▸ INSTRUCTIONS TO FOLLOW
According to the news report about the Dr Bonar allegations, how many months was Dan Stevens banned from competition?

▸ SUPPLIED PASSAGE
"""

Telegraph names British cyclist Dan Stevens as the sportsperson at the centre of the Dr Bonar allegations
British cyclist Dan Stevens has been named as the athlete at the centre of the claims that a London doctor has assisted 150 sportspeople take performance-enhancing drugs.
The Daily Telegraph reported on Sunday evening that it believes Stevens was the person who provided evidence to UK Anti-Doping (UKAD) that Dr Mark Bonar was prescribing banned substances to a variety of sportspeople.
Dr Bonar’s activities were the subject of a Sunday Times undercover investigation, during which its reporter was told by Bonar that he had treated ‘British Tour de France cyclists’ as well as a host of other top sports stars from Britain and abroad.
Stevens was banned from competition for 21 months for failing to provide a sample for an out-of-competition anti-doping test on January 29, 2014. His suspension was cut from 24 to 21 months by UKAD after Stevens provided “valuable anti-doping information” to the Cycling Independent Reform Commission (CIRC). His ban expired on November 1 2015.

"""

▸ DATA FOR ANALYSIS
"""

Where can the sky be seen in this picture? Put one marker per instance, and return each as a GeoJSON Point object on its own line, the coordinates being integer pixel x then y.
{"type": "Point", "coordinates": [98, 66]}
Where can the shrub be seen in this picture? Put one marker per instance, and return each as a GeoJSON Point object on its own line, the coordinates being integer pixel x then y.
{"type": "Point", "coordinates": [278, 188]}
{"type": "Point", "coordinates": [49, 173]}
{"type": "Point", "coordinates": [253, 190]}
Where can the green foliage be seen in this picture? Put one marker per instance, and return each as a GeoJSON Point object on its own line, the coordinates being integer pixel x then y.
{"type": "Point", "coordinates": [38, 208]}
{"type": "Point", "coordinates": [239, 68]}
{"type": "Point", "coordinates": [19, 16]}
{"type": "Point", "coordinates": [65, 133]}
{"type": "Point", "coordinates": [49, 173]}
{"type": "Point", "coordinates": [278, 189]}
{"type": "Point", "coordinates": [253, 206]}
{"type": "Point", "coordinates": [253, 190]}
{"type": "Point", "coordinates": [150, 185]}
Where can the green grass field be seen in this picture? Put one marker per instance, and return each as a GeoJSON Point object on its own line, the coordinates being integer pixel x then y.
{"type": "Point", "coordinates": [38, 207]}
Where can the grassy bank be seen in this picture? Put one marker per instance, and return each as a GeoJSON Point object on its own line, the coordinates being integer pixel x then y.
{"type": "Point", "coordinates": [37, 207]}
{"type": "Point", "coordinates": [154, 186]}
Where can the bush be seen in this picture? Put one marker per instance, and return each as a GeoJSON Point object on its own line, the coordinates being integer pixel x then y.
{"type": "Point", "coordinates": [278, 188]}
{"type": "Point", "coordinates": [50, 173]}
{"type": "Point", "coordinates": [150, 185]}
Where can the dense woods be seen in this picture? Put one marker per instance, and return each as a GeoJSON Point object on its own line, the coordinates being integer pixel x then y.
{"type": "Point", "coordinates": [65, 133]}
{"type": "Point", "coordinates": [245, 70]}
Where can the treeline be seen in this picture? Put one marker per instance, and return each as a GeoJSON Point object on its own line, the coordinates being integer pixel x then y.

"""

▸ RESPONSE FOR THIS EXERCISE
21 months